• **SOURCE EXCERPT**
━━━━

Saturday, March 30, 2019

Notes from the asylum



Yesterday Brexiteers demonstrated outside a Parliament busy ‘betraying’ them by rejecting Theresa May’s deal for the third time. A journalist asked people what motivated them to attend.  “I am here fighting for freedom,” said one man from Hampshire. A no-deal Brexit might well lead to economic hardship but “freedom is more important than economics”  Freedom to do what, one might ask.
   While the demonstration was taking place, thousands of passengers had their travel plans thrown into chaos after Eurostar cancelled all services to and from St Pancras when a trespasser was caught brandishing a St George’s flag. The 44-year-old spent the night on the roof of a tunnel leading away from the central London station, bringing Eurostar services to a halt before he was arrested by police on Saturday morning. One of those affected described to a journalist how she was left hundreds of pounds out of pocket by the cancellations. She’d organised a weekend break for her mother in Lille, France, but the pair were eventually forced to scrap their plans. They spent four hours waiting in a lounge at St Pancras on Friday evening before finding out their train had been cancelled.  She and her mother had to spend £125 for a hotel in the capital before rising with just three hours’ sleep for a rebooked train, only to find out they could not travel on Saturday morning either because of further cancellations. Although she had already spent £450 for accommodation in Lille, she and her mother were forced to scrap their plans to go to the continent and are going to spend the weekend in Brighton instead.
   So one man demonstrates his support for ‘freedom’  by causing thousands of others to lose a great deal of time and money and their freedom to travel to their chosen destinations. Replace the man on the roof exercising his freedom to behave like a moron with David Cameron, and thousands of people with sixty million, and you’ve got our present situation in a nutshell. 

Thursday, March 28, 2019

The List of Shame


Oh sovra tutte mal creata plebe
che stai nel loco onde parlare è duro, 
mei foste state qui pecore o zebe!

━━━━

• **EXTRACTED INFORMATION**

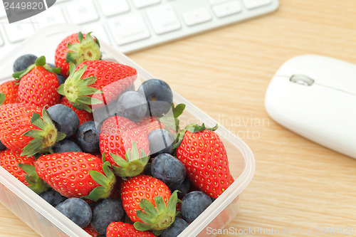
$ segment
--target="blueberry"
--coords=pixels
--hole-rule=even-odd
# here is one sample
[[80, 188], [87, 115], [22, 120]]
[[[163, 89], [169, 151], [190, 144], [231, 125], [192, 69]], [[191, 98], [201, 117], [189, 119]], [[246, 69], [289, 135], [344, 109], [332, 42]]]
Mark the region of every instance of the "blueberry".
[[83, 150], [75, 142], [67, 139], [63, 139], [57, 142], [54, 145], [53, 149], [54, 153], [63, 153], [67, 152], [83, 152]]
[[19, 57], [14, 63], [14, 73], [27, 69], [32, 64], [35, 64], [37, 56], [33, 54], [25, 54]]
[[95, 153], [100, 149], [99, 136], [100, 133], [96, 129], [95, 122], [88, 121], [78, 127], [75, 135], [75, 142], [79, 144], [84, 152]]
[[168, 186], [177, 186], [185, 179], [184, 165], [178, 159], [167, 153], [158, 154], [151, 163], [151, 172], [156, 179]]
[[140, 86], [137, 92], [148, 102], [150, 116], [162, 117], [171, 109], [173, 94], [166, 82], [159, 79], [147, 80]]
[[210, 197], [201, 191], [187, 194], [182, 201], [182, 216], [188, 223], [193, 222], [211, 204]]
[[119, 199], [107, 199], [101, 201], [93, 209], [91, 226], [98, 233], [106, 233], [106, 228], [111, 222], [122, 222], [125, 210]]
[[135, 91], [127, 91], [117, 100], [117, 114], [131, 121], [137, 122], [147, 112], [147, 102], [144, 96]]
[[78, 198], [68, 199], [56, 209], [81, 228], [87, 226], [92, 218], [90, 206], [85, 201]]
[[149, 133], [148, 142], [151, 157], [162, 153], [172, 153], [173, 138], [165, 130], [157, 129]]
[[176, 218], [174, 221], [167, 228], [164, 230], [159, 237], [177, 237], [188, 227], [187, 221], [182, 218]]
[[79, 118], [74, 110], [62, 104], [51, 106], [47, 110], [59, 132], [64, 132], [66, 137], [75, 133], [79, 127]]
[[41, 193], [40, 194], [40, 196], [45, 199], [45, 201], [48, 204], [54, 206], [57, 206], [58, 204], [68, 199], [67, 197], [62, 196], [60, 193], [53, 189], [48, 190]]
[[188, 179], [185, 179], [184, 181], [179, 185], [178, 186], [174, 186], [169, 187], [169, 190], [171, 191], [171, 193], [173, 193], [175, 190], [178, 190], [179, 192], [177, 193], [178, 198], [179, 199], [182, 199], [185, 194], [188, 193], [189, 191], [190, 188], [190, 182]]
[[59, 85], [64, 83], [66, 80], [67, 80], [67, 78], [61, 73], [56, 73], [56, 75], [57, 76], [57, 79], [58, 80]]
[[4, 144], [2, 144], [1, 142], [0, 142], [0, 151], [4, 151], [4, 149], [6, 149], [7, 147], [5, 147]]
[[[51, 68], [57, 68], [56, 66], [56, 65], [54, 64], [52, 64], [52, 63], [47, 63], [48, 65], [49, 65], [50, 67]], [[63, 75], [61, 73], [56, 73], [56, 75], [57, 76], [57, 79], [58, 80], [58, 83], [59, 83], [59, 85], [62, 85], [63, 83], [64, 83], [64, 82], [66, 81], [66, 80], [67, 80], [67, 77]]]
[[95, 122], [97, 123], [102, 123], [109, 117], [114, 116], [117, 113], [117, 101], [114, 101], [100, 107], [96, 107], [96, 106], [94, 105], [92, 105], [92, 108], [94, 121], [95, 121]]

━━━━

• **PROBLEMS TO WORK ON**
(a) Summarize the blog excerpt in two sentences.
(b) In the blog excerpt, how much did the woman and her mother pay for a hotel in the capital?
(c) From the blog excerpt, extract the passage between "Notes from the" and "one might ask.", inclusive.
The entries have no connection to the blog excerpt.

• **RESPONSES**
(a) Brexiteers demonstrated outside Parliament as it rejected Theresa May's deal for the third time, and one man there said freedom is more important than economics. Meanwhile, a trespasser with a St George's flag brought Eurostar services at St Pancras to a halt, and the writer compares that disruption to the present situation, with David Cameron in the man's place and sixty million people affected.

(b) £125.

(c)
Notes from the asylum



Yesterday Brexiteers demonstrated outside a Parliament busy ‘betraying’ them by rejecting Theresa May’s deal for the third time. A journalist asked people what motivated them to attend.  “I am here fighting for freedom,” said one man from Hampshire. A no-deal Brexit might well lead to economic hardship but “freedom is more important than economics”  Freedom to do what, one might ask.